DATA SUPPLIED:
____________

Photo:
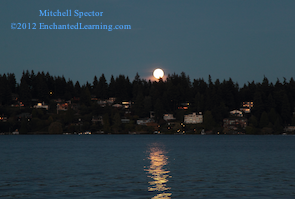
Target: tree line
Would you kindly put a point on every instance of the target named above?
(273, 102)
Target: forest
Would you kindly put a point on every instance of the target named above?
(272, 111)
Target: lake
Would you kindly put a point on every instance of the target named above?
(147, 166)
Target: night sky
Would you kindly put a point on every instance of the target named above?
(240, 39)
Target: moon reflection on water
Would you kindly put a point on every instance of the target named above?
(158, 172)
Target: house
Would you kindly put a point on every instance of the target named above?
(236, 113)
(109, 102)
(184, 106)
(246, 107)
(41, 105)
(96, 119)
(235, 122)
(126, 104)
(63, 106)
(193, 118)
(168, 117)
(3, 118)
(144, 121)
(289, 129)
(125, 121)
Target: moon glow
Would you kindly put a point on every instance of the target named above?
(158, 73)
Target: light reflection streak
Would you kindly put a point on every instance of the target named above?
(158, 173)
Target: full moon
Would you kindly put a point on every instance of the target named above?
(158, 73)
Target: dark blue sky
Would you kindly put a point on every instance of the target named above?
(240, 39)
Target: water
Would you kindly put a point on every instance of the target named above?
(147, 166)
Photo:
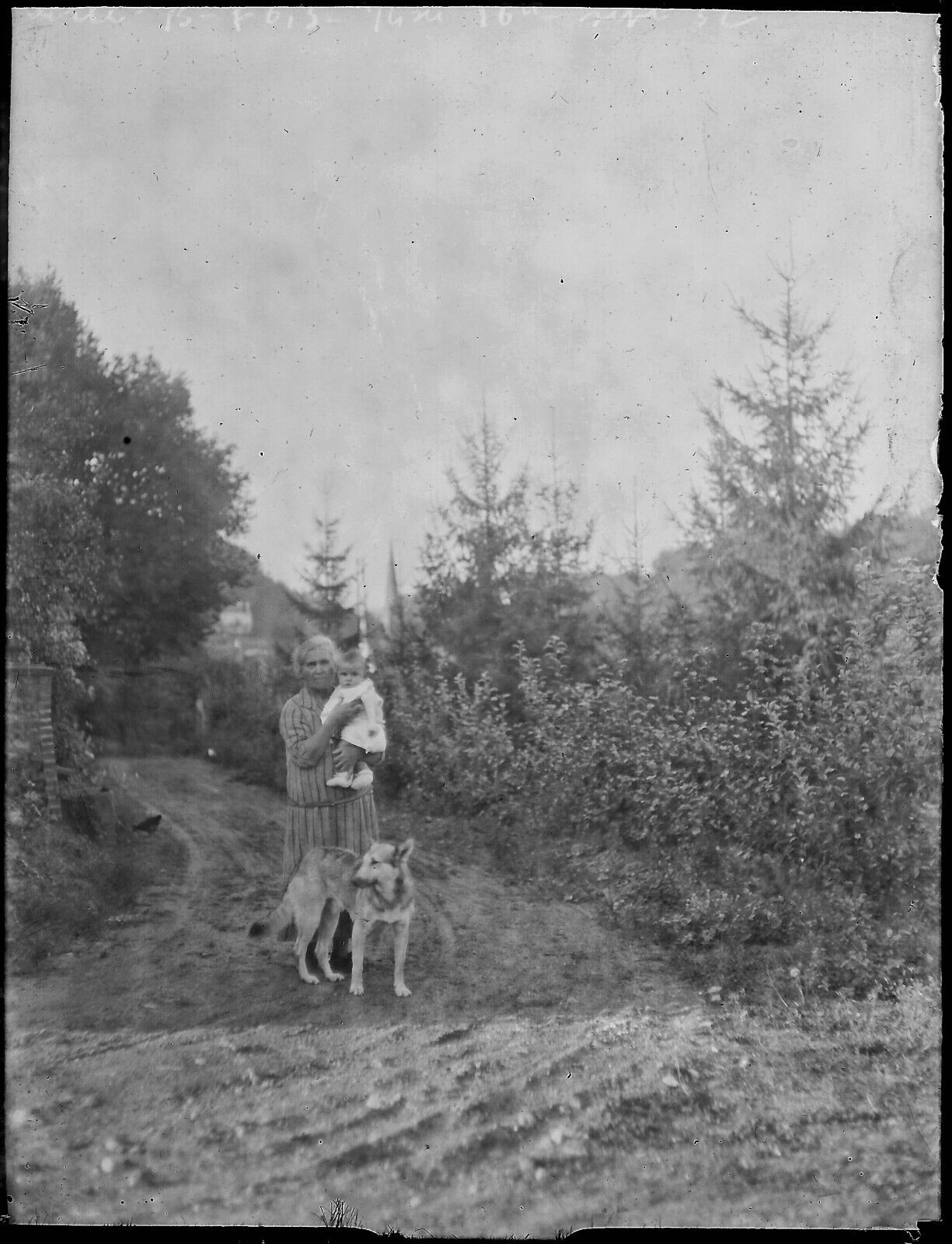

____________

REQUIREMENT: Copy out every item above word for word, from the first line to the last, but leave out the pictures.

WORKED ANSWER:
Photo:
Target: tree line
Would you kindly put a point on every instance of the target named above?
(273, 102)
Target: forest
Would you kindly put a point on every instance of the target named above?
(272, 111)
Target: lake
Would you kindly put a point on every instance of the target named above?
(147, 166)
Target: night sky
Would you kindly put a point on every instance of the target named above?
(240, 39)
Target: moon reflection on water
Would you kindly put a point on every instance of the target named above?
(158, 172)
Target: house
Would you kindly put a point on every instance of the target named above?
(236, 113)
(109, 102)
(184, 106)
(246, 107)
(41, 105)
(96, 119)
(235, 122)
(126, 104)
(63, 106)
(193, 118)
(168, 117)
(3, 118)
(144, 121)
(289, 129)
(125, 121)
Target: moon glow
Would you kindly put a point on every instance of the target named above?
(158, 73)
Target: light reflection streak
Would you kindly put a point on every instance of the target named above?
(158, 173)
Target: full moon
Would you kindly put a point on every instance of the target named above?
(158, 73)
Target: dark blue sky
Would you kindly put a point on every instance of the target named above?
(240, 39)
Target: water
Would you kindly put a point on every instance of the target named above?
(147, 166)
Photo:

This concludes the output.